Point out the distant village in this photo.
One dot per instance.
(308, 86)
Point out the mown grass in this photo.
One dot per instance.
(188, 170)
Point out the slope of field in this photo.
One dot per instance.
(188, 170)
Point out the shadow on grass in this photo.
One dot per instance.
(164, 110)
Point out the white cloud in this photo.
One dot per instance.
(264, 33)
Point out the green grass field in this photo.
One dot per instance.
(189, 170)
·····
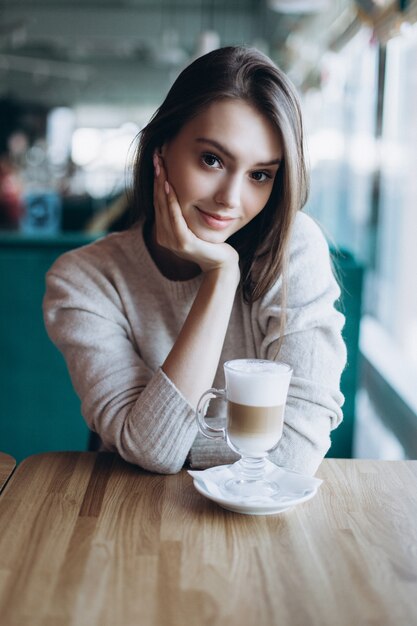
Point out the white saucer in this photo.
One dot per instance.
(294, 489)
·····
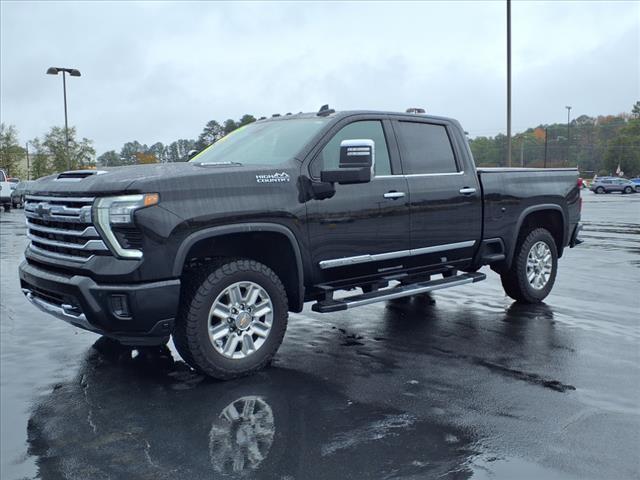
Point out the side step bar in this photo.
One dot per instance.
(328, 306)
·····
WHAT YOU SHOULD DO:
Copy each line above that has the word "field".

ANSWER SECTION:
Point out the slope of field in this photo.
Point out the green grass field in this photo.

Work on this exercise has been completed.